Dernière précision : ce volume est en rupture de stock chez Physalis, il devrait être réédité chez Petit à petit à l'automne, excellente maison qui a fait paraître le tome 4 de Psycho-investigateur dont je parle très très bientôt. Et bonne nouvelle, sur le site de l'éditeur, on peut se tenir informé de la prochaine parution. Elle est pas belle la vie ?
Washington Black, Esi Edugyan, Folio 2020 (Liana Lévi, 2019, traduit par Michelle Herpe-Voslinsky)
George Washington Black naît esclave à La Barbade en 1818. Baptisé ainsi par son maître de l'époque habitué des facéties patronymiques. Le maître meurt et c'est un neveu cruel qui prend la suite. Le frère de celui-ci, Christopher Wilde dit Titch, scientifique, qui rêve de faire voler un ballon, prend Wash sous son aile pour l'assister dans ce projet. Wash révèle bientôt un talent de dessinateur hors paire que Titch veut mettre à profit. Un jour, Wash est accusé d'un meurtre qu'il n'a pas commis et Titch et lui s'évadent en ballon. C'est le début d'un incroyable périple.
Quel roman ! Imaginez un mix de Harriet Beecher-Stowe (La case de l'oncle Tom) et de Jules Verne. Presque 500 pages dans sa version poche que j'ai dévorées, tant l’aventure est au coin de toutes les pages. Un moment de repos pour Titch et Wash ? Un événement les fait repartir, plus loin, jusqu'au Pôle Nord. Ces péripéties rythment le roman et lui donnent un attrait évident. Il y a aussi les balbutiements de la science et les découvertes incroyables des héros.

▸ Travail demandé: Recopiez mot pour mot le passage de l'extrait qui va de « Dernière précision : ce » à « par Michelle Herpe-Voslinsky) », ces deux bouts compris. Les enregistrements n'ont aucun lien avec l'extrait.

▸ Enregistrements de données:
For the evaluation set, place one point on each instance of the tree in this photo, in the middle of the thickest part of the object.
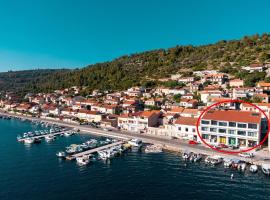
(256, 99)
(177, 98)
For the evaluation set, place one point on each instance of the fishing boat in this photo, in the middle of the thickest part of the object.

* * *

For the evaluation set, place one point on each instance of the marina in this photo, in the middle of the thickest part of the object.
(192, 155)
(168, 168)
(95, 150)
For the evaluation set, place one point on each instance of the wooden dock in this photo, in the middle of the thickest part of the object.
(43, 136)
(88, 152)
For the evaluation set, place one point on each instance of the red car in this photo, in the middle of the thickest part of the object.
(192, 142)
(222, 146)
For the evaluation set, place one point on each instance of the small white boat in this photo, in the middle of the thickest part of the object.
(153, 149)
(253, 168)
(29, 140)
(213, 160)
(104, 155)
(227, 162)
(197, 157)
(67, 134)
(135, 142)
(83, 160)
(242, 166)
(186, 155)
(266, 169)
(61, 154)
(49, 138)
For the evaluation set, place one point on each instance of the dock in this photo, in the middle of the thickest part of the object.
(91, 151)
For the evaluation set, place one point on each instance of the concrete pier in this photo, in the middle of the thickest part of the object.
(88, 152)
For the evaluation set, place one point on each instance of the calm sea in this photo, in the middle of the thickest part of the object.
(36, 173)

---

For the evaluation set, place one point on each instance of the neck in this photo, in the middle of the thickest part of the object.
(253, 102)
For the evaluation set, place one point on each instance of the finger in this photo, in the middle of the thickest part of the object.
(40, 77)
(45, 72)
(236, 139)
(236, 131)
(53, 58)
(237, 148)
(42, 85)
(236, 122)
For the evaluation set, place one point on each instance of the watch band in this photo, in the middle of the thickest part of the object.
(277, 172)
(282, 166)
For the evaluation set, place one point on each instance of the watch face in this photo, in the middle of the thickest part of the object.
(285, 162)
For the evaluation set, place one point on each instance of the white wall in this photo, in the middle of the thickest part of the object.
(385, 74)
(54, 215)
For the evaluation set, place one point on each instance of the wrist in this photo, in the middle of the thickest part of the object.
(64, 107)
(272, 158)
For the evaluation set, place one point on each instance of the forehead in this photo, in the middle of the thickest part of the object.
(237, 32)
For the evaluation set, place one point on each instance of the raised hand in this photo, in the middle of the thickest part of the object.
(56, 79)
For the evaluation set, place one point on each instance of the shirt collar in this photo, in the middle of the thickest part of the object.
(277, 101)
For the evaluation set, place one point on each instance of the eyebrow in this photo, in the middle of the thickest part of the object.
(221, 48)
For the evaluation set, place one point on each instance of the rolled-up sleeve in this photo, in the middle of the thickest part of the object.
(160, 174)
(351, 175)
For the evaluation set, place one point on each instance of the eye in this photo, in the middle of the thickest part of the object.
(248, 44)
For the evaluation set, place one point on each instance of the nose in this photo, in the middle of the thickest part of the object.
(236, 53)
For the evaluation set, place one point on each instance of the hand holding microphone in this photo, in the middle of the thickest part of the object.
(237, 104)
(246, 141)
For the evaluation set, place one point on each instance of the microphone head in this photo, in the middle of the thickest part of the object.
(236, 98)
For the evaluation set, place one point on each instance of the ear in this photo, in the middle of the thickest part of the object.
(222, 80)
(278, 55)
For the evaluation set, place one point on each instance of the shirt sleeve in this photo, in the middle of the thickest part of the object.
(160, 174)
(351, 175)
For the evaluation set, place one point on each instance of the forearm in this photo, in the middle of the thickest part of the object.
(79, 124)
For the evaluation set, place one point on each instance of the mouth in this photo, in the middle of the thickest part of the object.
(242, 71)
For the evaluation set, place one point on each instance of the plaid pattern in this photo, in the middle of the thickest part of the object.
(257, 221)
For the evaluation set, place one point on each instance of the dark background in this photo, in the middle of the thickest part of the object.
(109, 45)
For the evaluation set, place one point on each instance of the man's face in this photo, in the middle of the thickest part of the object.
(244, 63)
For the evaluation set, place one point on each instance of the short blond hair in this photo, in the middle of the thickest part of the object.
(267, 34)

▸ Tâche accomplie:
Dernière précision : ce volume est en rupture de stock chez Physalis, il devrait être réédité chez Petit à petit à l'automne, excellente maison qui a fait paraître le tome 4 de Psycho-investigateur dont je parle très très bientôt. Et bonne nouvelle, sur le site de l'éditeur, on peut se tenir informé de la prochaine parution. Elle est pas belle la vie ?
Washington Black, Esi Edugyan, Folio 2020 (Liana Lévi, 2019, traduit par Michelle Herpe-Voslinsky)